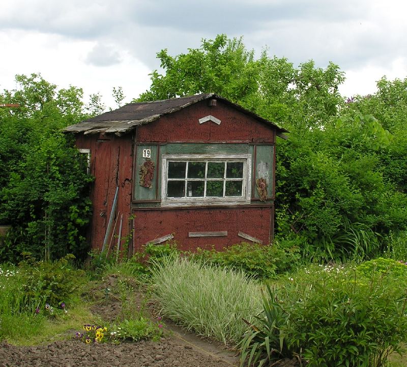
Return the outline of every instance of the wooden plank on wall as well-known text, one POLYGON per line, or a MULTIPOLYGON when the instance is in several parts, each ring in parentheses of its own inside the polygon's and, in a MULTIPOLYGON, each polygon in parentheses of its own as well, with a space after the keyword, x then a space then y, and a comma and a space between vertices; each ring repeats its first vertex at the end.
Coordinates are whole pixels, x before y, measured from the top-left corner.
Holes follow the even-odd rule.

* * *

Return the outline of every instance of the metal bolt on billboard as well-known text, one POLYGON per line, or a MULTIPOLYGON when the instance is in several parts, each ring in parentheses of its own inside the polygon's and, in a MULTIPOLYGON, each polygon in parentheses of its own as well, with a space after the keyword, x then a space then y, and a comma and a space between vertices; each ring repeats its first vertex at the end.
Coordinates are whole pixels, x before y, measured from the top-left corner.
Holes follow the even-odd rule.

[GIVEN TASK]: List every line in the items above that contains the string "POLYGON", matching case exactly.

[COMPLETED TASK]:
Return the outline of every instance of the wooden plank on wall as well-known text, one POLYGON per line, or a MULTIPOLYGON when the instance is in several parts, each ring in parentheses of its own inside the polygon's and, in a MULTIPOLYGON, each polygon in parentheses of its own as well, with a space after the keyword, x then a space then y, and a comma and a space between vertices; each ring repeats its first vertex at the end.
Return the outline of every instance of the metal bolt on billboard as well-known text, one POLYGON per line, or a MULTIPOLYGON when the instance is in several parts, each ring in parentheses of its own inside the polygon's and, in a MULTIPOLYGON, each polygon in parentheses of its own as well, with a space after the keyword, x then a space then y, and a comma and a space between vertices; each ring repeats its first vertex at the end.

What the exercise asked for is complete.